## Trecho do texto

Filha de 60 anos de um barão da mídia britânica, Maxwell foi considerada culpada em 5 das 6 acusações que recebeu, incluindo a mais grave, a de tráfico sexual de menores de idade para o abusador sexual Jeffrey Epstein. Isso significa que a socialite britânica poderia passar o resto de sua vida atrás das grades.


30/12/2021 07:57 - atualizado 30/12/2021 08:43


Ghislaine Maxwell
(foto: Reuters)

A primeira vez em que vi Ghislaine Maxwell, eu a segui pelas ruas de Nova York desde a porta de sua luxuosa casa fazendo perguntas sobre as terríveis acusações de crime sexual contra ela.

Quase uma década depois, eu a reencontrei talvez pela última vez num tribunal, onde ela não poderia mais fugir da verdade sobre sua vida com o bilionário Jeffrey Epstein condenado por abuso sexual, morto em 2019.

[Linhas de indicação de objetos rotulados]
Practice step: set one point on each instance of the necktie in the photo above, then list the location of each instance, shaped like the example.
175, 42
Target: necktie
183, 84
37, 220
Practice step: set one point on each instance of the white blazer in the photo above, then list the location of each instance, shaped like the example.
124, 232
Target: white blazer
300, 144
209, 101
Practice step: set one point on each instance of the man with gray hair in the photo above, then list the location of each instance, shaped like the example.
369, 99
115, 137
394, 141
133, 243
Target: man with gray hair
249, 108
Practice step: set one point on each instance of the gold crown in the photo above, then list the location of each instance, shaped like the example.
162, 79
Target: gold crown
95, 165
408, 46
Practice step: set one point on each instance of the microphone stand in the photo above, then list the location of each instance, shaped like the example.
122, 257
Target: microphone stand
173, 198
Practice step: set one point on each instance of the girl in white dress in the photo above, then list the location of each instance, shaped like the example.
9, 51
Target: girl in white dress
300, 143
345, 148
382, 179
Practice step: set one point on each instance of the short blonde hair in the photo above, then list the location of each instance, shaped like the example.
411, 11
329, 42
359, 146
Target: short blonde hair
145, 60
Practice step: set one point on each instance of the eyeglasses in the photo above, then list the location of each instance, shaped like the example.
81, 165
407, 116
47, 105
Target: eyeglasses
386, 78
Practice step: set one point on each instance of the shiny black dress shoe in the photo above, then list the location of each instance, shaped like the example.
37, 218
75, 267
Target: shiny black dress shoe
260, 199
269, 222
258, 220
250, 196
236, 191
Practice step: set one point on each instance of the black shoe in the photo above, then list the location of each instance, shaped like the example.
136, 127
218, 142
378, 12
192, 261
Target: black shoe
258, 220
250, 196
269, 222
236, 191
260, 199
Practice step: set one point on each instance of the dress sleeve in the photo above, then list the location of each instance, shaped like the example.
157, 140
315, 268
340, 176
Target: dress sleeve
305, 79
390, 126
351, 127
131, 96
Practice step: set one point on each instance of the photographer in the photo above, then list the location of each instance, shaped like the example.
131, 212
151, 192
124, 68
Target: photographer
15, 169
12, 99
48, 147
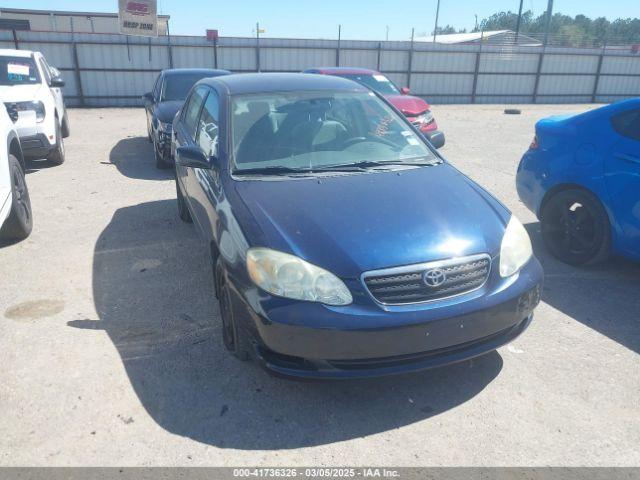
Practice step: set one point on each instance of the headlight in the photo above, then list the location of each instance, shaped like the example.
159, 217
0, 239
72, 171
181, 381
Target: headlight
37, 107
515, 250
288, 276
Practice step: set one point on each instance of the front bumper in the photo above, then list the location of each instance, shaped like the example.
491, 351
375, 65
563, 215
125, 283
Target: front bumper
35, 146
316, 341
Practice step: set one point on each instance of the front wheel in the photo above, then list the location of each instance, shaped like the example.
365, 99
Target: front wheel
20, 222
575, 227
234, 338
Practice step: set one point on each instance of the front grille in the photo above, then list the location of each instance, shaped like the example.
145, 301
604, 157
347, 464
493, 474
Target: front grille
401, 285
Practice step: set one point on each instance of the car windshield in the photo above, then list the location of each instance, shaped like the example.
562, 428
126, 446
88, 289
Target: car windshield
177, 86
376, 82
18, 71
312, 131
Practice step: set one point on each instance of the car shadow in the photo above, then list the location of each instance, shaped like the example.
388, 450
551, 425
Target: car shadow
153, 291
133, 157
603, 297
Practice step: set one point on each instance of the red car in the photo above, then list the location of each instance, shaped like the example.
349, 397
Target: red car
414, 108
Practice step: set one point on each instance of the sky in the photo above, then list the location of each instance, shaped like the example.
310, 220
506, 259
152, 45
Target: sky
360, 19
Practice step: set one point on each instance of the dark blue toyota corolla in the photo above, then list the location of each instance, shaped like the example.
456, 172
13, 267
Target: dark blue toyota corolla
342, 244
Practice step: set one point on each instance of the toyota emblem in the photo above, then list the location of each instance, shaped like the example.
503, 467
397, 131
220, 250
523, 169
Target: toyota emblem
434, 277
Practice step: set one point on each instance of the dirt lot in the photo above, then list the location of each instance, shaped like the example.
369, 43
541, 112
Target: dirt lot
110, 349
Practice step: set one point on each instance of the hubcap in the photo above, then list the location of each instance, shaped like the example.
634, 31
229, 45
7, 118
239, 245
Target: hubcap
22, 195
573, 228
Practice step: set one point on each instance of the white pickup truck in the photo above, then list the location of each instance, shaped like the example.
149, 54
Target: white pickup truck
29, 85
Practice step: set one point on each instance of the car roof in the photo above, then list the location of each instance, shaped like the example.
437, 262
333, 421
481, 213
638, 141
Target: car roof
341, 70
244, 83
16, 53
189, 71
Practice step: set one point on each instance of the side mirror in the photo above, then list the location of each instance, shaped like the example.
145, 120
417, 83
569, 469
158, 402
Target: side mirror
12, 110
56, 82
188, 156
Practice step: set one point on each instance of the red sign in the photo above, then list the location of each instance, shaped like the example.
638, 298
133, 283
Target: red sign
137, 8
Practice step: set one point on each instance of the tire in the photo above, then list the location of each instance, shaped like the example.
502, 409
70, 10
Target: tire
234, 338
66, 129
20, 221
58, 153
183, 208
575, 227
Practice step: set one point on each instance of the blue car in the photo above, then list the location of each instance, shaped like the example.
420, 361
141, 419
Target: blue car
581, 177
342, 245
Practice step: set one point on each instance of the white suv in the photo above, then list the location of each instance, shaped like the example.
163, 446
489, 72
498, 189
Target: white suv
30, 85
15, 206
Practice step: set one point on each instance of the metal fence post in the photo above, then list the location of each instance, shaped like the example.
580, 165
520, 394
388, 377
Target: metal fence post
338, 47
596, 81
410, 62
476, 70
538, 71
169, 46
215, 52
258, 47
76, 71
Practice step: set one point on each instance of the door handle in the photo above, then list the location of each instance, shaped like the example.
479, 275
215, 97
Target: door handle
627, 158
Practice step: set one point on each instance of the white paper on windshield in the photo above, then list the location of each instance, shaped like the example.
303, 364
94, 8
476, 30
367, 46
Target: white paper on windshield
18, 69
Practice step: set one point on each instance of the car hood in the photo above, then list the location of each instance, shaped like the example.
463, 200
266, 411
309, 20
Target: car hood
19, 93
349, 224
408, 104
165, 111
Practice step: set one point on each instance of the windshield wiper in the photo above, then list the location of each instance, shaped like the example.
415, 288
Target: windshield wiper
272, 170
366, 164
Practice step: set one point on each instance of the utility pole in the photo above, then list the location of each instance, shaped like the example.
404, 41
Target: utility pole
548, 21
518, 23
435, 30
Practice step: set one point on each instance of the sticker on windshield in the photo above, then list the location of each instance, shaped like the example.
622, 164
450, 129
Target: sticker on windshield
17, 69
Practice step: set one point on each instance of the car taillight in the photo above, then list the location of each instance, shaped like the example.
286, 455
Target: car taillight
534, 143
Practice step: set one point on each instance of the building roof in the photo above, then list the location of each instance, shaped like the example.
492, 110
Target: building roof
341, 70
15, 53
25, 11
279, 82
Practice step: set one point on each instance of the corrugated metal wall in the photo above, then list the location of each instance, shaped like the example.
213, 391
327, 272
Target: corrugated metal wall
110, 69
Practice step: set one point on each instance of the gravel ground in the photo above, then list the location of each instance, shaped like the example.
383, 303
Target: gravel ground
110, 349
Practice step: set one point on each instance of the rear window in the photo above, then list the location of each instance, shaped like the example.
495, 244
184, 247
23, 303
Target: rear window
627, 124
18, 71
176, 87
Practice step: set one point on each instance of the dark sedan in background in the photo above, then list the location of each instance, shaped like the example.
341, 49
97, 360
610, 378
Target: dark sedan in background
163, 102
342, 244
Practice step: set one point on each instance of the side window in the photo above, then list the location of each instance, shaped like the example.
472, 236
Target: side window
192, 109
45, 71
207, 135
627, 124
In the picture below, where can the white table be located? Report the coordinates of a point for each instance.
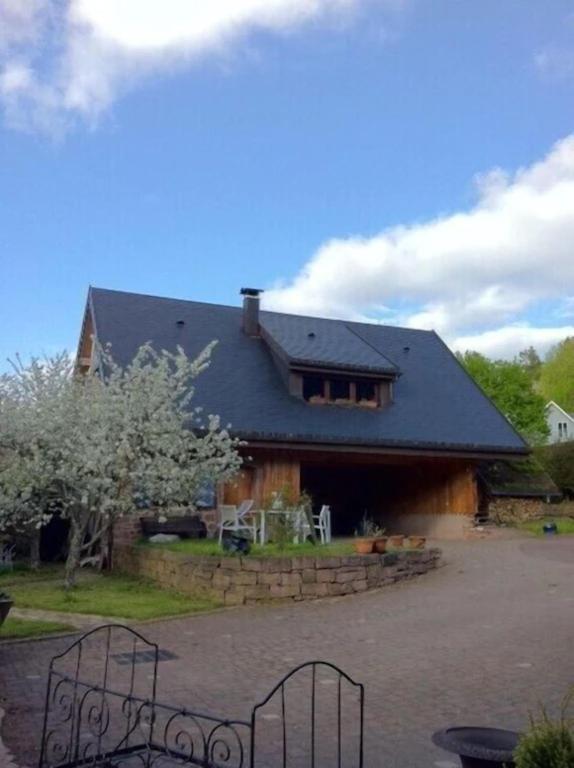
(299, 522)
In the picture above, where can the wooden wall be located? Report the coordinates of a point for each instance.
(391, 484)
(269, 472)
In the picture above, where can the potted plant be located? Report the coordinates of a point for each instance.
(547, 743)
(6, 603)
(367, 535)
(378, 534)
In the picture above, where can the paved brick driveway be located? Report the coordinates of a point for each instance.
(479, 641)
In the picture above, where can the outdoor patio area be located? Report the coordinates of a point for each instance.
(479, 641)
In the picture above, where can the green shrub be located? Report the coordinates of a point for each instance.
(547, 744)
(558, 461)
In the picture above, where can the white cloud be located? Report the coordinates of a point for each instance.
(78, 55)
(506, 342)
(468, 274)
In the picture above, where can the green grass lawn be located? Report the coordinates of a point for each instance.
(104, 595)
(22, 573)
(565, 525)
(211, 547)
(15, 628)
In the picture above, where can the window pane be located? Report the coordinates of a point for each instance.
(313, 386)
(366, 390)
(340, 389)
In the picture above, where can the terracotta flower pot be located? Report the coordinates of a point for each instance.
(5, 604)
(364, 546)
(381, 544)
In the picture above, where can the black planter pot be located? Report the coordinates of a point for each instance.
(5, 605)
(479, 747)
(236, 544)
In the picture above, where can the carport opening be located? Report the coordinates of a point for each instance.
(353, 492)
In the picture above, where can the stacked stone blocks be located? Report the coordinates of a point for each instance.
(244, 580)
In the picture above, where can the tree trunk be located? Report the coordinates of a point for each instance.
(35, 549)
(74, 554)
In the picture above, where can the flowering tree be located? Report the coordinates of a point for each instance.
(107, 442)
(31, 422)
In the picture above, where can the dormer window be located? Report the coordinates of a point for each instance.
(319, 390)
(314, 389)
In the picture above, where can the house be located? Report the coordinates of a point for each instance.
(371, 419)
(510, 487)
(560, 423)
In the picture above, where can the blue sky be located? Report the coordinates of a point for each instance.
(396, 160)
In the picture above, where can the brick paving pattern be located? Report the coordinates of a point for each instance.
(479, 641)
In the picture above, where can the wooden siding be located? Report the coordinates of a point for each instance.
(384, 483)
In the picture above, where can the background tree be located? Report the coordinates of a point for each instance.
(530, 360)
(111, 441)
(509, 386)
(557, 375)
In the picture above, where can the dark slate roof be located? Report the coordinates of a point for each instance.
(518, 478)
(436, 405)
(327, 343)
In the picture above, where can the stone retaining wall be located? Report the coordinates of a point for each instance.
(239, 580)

## Tarefa escrita
Repita na íntegra, sem mudar nada, o trecho sobre a condenação de Ghislaine Maxwell. As linhas não servem para nada aqui.

## Resposta
Filha de 60 anos de um barão da mídia britânica, Maxwell foi considerada culpada em 5 das 6 acusações que recebeu, incluindo a mais grave, a de tráfico sexual de menores de idade para o abusador sexual Jeffrey Epstein. Isso significa que a socialite britânica poderia passar o resto de sua vida atrás das grades.


30/12/2021 07:57 - atualizado 30/12/2021 08:43


Ghislaine Maxwell
(foto: Reuters)

A primeira vez em que vi Ghislaine Maxwell, eu a segui pelas ruas de Nova York desde a porta de sua luxuosa casa fazendo perguntas sobre as terríveis acusações de crime sexual contra ela.

Quase uma década depois, eu a reencontrei talvez pela última vez num tribunal, onde ela não poderia mais fugir da verdade sobre sua vida com o bilionário Jeffrey Epstein condenado por abuso sexual, morto em 2019.